## Exercise goal
Please answer from the passage on workplace design: which building designed by Frank Lloyd Wright moved offices away from the model divided into separate rooms?

## Text section
>>>

With all the technological innovation that has occurred in recent years, and after the experience of the pandemic period, we can safely say that the concept of the workplace is undergoing a major overhaul in terms of both the physical spaces themselves and the value that we attribute to them. The office understood in the modular sense, divided into separate rooms, which was considered prevalent until the end of the 19th century, is a model that derives from Vasari’s design of the Uffizi (1560-83), in which the configuration of a sequence of communicating rooms simulated the processing of hardcopy documents. But even with Louis H. Sullivan, whose grasp of technology made possible the shocking architectural innovation of the skyscraper, the structure of the offices remained anchored to the model of the “cellular office”. It was not until Frank Lloyd Wright designed the Larkin Administration Building that we finally saw a move away from the older model divided into separate rooms, toward what we would now call an “open space” design, lacking interior partitions.

This was certainly the first significant change to the working environment and it opened the way to experimentation through the 20th century with illustrious examples that go from Eero Saarinen to the contemporary models advanced by the Spanish Selgascano Studio with its Second Home project.

Over the years, area has dealt a repeatedly with the topic of workspaces, each time approaching the subject from a different critical perspective, but here, with this issue of area interior, we’d like to focus on the interior transformation of these environments. In the last few years, offices have become increasingly similar to domestic spaces. The first examples of the Google Headquarters actually infantilized the workforce, turning the office into an enormous playground, but this was soon found to have the effect of hyper-stimulating the employees, due to the presence of an unending diversity of activities.

<<<

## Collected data
>>>

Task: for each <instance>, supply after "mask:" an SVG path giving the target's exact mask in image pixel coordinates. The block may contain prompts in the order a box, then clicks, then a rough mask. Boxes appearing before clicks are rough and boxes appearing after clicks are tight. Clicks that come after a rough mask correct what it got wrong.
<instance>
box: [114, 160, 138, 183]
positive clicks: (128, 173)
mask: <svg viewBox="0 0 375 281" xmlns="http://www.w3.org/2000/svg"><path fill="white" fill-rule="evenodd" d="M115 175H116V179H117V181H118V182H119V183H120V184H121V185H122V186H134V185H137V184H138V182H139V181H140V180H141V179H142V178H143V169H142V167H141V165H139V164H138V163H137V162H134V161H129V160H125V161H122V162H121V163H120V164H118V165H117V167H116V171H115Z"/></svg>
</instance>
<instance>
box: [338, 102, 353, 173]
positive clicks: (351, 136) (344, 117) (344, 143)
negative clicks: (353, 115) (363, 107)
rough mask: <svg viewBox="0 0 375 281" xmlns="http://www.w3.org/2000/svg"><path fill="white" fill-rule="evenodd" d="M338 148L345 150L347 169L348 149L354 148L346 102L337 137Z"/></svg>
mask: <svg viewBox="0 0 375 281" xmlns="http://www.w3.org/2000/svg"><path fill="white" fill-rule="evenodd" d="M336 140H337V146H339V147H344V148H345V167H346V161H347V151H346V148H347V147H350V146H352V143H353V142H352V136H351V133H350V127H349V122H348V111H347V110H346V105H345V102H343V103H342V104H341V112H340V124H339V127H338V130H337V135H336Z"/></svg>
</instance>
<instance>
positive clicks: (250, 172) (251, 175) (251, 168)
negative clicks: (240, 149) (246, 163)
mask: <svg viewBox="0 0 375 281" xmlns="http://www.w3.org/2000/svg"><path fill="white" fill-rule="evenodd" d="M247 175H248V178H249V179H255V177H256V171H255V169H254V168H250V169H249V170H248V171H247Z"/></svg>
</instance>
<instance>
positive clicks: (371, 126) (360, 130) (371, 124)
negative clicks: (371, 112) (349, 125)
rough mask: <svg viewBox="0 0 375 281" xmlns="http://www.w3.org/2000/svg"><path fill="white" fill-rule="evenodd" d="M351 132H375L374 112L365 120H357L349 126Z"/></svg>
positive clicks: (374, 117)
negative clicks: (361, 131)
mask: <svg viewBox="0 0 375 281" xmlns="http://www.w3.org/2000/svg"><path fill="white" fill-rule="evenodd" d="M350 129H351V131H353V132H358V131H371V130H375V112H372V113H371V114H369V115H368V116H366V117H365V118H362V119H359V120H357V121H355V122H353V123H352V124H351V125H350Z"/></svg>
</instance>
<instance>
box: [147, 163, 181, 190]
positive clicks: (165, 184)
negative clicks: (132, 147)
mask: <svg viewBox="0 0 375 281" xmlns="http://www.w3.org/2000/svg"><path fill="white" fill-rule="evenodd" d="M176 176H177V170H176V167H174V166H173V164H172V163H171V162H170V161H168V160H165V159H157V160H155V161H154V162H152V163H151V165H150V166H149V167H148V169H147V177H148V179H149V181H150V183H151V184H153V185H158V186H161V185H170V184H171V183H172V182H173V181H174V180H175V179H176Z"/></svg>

<<<

## Exercise answer
The Larkin Administration Building.